- _Exercise_: Rewrite the lines starting with the one that has "Could you tag the knit" and going on through the one that has "point(363, 493)", swapping "jacket hem" for "coat hem" and leaving everything else as it is.

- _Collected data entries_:

:::

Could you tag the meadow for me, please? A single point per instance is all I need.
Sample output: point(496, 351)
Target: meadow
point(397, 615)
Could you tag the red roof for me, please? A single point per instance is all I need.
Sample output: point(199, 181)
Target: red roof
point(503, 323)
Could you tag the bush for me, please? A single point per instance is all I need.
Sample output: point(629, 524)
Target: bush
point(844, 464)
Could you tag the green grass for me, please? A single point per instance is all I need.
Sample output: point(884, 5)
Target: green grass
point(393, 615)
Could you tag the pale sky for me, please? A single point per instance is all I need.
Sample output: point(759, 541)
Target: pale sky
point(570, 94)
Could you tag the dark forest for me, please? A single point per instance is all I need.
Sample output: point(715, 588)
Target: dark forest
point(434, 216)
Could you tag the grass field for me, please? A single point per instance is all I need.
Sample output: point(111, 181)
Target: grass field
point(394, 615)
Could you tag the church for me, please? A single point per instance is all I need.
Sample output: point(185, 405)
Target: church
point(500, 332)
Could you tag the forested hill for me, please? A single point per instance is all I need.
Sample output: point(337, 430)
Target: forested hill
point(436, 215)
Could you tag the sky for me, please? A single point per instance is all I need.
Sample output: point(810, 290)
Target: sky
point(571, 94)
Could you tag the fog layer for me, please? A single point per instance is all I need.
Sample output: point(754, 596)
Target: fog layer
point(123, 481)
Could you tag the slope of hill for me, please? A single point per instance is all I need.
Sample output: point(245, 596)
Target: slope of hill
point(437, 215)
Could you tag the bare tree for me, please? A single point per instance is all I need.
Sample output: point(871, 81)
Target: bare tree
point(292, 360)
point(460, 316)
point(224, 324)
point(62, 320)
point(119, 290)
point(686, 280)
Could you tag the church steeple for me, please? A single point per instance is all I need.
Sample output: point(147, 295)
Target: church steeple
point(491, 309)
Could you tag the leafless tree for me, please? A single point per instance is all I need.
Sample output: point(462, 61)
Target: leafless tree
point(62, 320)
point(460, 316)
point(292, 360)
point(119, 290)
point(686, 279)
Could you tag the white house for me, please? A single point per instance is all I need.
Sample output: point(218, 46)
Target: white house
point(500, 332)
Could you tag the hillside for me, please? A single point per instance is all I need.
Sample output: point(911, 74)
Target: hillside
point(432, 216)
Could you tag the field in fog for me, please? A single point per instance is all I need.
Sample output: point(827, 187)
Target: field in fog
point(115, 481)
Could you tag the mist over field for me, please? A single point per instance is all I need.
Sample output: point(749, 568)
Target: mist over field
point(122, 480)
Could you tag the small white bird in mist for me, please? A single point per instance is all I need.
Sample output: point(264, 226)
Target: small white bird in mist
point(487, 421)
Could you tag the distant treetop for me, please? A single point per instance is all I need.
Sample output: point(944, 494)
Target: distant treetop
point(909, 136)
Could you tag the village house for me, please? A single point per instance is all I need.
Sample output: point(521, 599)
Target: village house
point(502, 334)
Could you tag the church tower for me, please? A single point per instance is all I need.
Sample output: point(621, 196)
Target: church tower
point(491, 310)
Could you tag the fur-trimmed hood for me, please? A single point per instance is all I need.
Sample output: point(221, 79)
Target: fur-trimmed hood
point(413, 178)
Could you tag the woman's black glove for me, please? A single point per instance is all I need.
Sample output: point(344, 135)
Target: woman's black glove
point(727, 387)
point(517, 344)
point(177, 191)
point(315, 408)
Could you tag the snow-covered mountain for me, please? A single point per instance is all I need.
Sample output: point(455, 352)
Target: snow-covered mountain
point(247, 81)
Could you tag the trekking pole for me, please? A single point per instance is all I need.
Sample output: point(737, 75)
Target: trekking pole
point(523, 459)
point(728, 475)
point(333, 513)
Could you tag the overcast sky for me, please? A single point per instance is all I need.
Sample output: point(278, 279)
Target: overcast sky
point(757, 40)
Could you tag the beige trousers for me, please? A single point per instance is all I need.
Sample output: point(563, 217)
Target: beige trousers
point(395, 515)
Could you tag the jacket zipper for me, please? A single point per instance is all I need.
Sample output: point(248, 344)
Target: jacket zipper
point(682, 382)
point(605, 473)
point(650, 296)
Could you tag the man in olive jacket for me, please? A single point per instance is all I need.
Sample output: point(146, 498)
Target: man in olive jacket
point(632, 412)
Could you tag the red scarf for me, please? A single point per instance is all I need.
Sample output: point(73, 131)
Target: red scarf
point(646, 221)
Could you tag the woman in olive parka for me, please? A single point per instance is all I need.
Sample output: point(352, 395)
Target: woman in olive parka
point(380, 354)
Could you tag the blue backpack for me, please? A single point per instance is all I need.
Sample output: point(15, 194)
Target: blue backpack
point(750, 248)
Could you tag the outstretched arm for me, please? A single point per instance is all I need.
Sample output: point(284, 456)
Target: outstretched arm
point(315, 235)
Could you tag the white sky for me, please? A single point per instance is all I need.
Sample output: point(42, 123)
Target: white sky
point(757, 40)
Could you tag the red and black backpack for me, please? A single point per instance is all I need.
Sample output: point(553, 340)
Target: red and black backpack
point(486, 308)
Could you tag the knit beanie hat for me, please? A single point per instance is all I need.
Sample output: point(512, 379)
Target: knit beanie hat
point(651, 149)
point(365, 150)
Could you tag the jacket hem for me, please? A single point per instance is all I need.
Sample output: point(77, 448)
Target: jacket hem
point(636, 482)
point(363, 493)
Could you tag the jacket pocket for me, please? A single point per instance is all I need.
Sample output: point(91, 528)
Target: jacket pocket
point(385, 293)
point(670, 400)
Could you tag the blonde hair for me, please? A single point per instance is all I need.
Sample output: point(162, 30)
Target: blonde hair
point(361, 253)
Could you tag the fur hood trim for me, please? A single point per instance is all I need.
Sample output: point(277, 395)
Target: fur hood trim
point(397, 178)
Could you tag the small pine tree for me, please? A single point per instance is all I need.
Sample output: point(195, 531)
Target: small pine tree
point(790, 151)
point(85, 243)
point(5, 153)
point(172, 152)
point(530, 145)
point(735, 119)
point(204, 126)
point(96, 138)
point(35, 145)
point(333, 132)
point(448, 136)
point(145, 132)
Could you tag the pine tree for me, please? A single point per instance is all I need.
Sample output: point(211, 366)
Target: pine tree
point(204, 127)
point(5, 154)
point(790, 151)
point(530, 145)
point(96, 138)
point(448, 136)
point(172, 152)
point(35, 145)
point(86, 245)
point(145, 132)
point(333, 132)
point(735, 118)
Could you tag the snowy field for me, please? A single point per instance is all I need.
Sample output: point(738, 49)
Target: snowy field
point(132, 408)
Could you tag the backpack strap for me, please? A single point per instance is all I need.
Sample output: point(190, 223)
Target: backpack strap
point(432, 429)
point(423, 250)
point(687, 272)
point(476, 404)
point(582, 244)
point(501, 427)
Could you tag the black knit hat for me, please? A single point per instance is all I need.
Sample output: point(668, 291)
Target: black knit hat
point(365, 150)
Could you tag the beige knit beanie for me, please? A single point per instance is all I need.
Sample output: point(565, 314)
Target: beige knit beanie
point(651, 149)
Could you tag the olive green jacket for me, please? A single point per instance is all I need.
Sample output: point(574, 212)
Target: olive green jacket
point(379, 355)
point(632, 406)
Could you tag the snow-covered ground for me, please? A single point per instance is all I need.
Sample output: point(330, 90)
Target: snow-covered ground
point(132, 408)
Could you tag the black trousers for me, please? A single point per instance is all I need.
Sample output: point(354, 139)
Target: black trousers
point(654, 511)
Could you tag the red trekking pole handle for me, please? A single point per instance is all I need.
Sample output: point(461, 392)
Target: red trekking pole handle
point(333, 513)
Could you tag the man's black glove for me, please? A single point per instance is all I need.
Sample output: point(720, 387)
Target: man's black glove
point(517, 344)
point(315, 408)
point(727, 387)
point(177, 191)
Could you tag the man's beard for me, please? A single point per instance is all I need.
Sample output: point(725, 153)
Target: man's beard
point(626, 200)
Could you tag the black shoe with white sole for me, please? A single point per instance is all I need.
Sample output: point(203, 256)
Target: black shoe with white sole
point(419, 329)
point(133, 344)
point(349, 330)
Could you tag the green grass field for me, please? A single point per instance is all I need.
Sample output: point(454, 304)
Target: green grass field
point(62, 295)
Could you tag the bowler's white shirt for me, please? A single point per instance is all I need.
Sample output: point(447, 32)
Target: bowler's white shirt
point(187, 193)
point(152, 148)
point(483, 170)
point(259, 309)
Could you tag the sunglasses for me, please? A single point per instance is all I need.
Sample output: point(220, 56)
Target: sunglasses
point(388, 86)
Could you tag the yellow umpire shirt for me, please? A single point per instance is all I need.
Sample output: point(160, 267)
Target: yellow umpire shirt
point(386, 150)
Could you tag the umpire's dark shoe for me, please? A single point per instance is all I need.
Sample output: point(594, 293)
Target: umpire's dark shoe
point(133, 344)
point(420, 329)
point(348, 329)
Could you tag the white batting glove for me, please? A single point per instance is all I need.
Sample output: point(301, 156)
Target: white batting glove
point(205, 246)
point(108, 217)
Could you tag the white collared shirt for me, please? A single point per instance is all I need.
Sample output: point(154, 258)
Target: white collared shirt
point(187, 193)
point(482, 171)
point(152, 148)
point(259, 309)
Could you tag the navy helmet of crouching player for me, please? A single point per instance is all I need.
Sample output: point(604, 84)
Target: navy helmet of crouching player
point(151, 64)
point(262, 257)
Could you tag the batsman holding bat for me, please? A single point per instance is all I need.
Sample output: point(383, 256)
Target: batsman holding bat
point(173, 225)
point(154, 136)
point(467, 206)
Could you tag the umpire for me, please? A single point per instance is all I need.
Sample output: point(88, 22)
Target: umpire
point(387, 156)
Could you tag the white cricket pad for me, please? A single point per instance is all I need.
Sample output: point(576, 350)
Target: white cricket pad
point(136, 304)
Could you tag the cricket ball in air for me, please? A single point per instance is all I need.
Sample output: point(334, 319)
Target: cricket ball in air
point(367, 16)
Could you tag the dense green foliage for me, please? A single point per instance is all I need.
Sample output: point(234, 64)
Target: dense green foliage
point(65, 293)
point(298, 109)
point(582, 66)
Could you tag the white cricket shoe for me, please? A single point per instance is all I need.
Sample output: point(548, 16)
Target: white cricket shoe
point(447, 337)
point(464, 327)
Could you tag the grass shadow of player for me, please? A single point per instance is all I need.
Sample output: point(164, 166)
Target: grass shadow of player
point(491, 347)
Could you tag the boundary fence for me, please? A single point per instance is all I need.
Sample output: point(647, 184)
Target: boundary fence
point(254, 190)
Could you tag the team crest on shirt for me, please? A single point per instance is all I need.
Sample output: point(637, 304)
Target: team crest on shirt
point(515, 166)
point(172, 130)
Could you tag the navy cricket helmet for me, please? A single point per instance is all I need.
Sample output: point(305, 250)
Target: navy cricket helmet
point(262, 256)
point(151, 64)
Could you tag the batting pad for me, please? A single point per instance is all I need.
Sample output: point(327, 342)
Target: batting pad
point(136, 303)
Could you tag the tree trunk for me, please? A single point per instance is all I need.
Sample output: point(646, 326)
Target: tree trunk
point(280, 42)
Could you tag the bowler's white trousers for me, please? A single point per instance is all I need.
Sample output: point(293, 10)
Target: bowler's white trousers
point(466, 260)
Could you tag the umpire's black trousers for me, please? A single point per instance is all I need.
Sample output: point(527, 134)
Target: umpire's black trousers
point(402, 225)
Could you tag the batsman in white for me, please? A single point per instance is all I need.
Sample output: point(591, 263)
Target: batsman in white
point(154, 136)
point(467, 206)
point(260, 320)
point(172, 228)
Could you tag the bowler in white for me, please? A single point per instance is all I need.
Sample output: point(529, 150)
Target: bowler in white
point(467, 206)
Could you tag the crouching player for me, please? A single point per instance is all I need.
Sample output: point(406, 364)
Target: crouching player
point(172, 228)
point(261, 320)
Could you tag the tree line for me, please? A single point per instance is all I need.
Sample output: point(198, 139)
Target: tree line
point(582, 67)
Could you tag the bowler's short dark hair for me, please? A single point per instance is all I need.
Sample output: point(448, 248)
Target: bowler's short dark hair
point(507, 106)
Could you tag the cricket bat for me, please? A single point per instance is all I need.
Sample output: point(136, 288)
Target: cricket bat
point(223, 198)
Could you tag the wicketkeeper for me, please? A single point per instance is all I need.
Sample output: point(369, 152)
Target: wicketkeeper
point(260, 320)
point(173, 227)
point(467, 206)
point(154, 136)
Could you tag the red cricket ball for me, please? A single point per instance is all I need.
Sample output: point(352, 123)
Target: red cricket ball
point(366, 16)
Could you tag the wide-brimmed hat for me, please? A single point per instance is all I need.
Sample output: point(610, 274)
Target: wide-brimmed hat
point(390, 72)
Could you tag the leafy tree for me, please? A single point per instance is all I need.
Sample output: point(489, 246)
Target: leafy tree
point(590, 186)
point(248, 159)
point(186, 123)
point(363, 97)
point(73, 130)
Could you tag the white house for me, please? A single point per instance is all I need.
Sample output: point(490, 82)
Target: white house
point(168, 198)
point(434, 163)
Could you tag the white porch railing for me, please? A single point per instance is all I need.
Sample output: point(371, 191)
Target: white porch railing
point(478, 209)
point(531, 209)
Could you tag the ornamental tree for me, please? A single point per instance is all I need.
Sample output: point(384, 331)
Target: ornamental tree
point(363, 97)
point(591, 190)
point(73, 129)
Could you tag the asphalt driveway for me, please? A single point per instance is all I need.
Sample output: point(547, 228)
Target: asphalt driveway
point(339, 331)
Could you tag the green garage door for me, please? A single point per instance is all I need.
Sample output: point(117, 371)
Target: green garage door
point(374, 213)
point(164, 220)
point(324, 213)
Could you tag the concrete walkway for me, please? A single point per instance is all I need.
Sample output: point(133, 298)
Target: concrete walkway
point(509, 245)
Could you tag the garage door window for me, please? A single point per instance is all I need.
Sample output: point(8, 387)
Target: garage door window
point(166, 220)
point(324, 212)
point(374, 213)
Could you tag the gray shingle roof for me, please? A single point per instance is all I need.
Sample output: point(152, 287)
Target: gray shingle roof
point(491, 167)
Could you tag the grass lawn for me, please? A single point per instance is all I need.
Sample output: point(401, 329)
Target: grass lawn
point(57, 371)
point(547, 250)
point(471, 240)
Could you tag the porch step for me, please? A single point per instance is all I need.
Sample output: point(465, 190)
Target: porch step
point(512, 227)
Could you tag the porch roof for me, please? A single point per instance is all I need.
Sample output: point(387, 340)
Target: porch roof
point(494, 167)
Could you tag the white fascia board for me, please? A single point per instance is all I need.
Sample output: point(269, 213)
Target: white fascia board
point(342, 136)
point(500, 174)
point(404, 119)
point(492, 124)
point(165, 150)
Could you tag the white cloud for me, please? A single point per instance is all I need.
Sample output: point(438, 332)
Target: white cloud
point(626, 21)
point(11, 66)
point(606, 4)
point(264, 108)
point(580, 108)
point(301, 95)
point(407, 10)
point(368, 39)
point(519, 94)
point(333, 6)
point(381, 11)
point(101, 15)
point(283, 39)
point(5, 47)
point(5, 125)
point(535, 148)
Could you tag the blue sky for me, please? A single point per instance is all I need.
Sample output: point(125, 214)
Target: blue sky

:::

- _Final result_:
Could you tag the knit beanie hat for me, please? A single point per instance is all I need.
Sample output: point(512, 379)
Target: knit beanie hat
point(651, 149)
point(365, 150)
Could you tag the coat hem for me, please? A single point per instance is all I need.
Sample output: point(77, 448)
Target: coat hem
point(636, 482)
point(363, 493)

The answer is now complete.